Records for the exercise |
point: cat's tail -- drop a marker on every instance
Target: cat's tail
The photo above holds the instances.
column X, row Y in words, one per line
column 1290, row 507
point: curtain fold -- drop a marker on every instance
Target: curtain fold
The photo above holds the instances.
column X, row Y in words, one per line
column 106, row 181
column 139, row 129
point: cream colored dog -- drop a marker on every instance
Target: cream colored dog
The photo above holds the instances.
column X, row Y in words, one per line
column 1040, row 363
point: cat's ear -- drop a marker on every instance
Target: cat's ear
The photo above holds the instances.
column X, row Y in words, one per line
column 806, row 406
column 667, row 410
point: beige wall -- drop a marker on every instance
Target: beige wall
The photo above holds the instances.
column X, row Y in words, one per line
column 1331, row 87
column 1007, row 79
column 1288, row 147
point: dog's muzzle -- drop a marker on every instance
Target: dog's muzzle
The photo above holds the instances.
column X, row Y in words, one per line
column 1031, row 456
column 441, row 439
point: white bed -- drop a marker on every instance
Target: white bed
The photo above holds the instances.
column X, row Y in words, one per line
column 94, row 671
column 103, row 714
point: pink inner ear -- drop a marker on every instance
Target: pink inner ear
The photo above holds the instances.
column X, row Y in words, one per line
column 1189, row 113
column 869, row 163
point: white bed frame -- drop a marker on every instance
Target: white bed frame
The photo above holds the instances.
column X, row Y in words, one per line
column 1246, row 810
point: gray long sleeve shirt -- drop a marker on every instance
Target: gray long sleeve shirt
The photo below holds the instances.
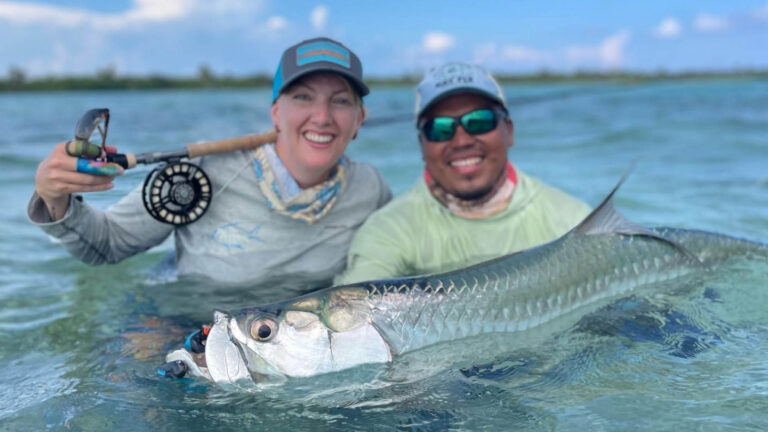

Problem description | The pictures stay out of the copy. Set down the entries above precisely.

The completed task |
point: cat's tail -- drop a marker on every instance
Target: cat's tail
The photo above holds the instances.
column X, row Y in words, one per line
column 1290, row 507
point: curtain fold -- drop a marker on every instance
Target: curtain fold
The photo above holds the instances.
column X, row Y in words, one per line
column 106, row 181
column 139, row 129
point: cream colored dog -- drop a marker on every instance
Target: cream colored dog
The photo above holds the instances.
column X, row Y in words, one per line
column 1040, row 363
point: cat's ear -- drop a marker on every instance
Target: cat's ear
The photo above holds the instances.
column X, row Y in words, one per line
column 806, row 406
column 667, row 410
point: beige wall -- drop a marker on every instance
Target: beige wall
The photo above holds the instances.
column X, row Y in words, one per line
column 1331, row 87
column 1007, row 79
column 1288, row 147
point: dog's muzzle -- drop a marker on every instance
Target: dog's muzzle
The photo above holds the instances.
column X, row Y in words, one per line
column 1031, row 456
column 441, row 439
point: white bed -- drop a marker on every instance
Target: white bed
The photo above holds the instances.
column X, row Y in words, one per line
column 94, row 671
column 103, row 714
point: pink inner ear -- drop a marker on every instance
Target: pink inner ear
The photo above holds the instances.
column X, row Y in words, one per line
column 1189, row 113
column 869, row 163
point: white bed frame -- drop a marker on every instance
Target: white bed frame
The photo above holds the instances.
column X, row Y in words, one per line
column 1246, row 810
point: gray long sleeve shirt -- drop a marker on every instance
Target: gray long sleeve shirt
The photo below holds the instances.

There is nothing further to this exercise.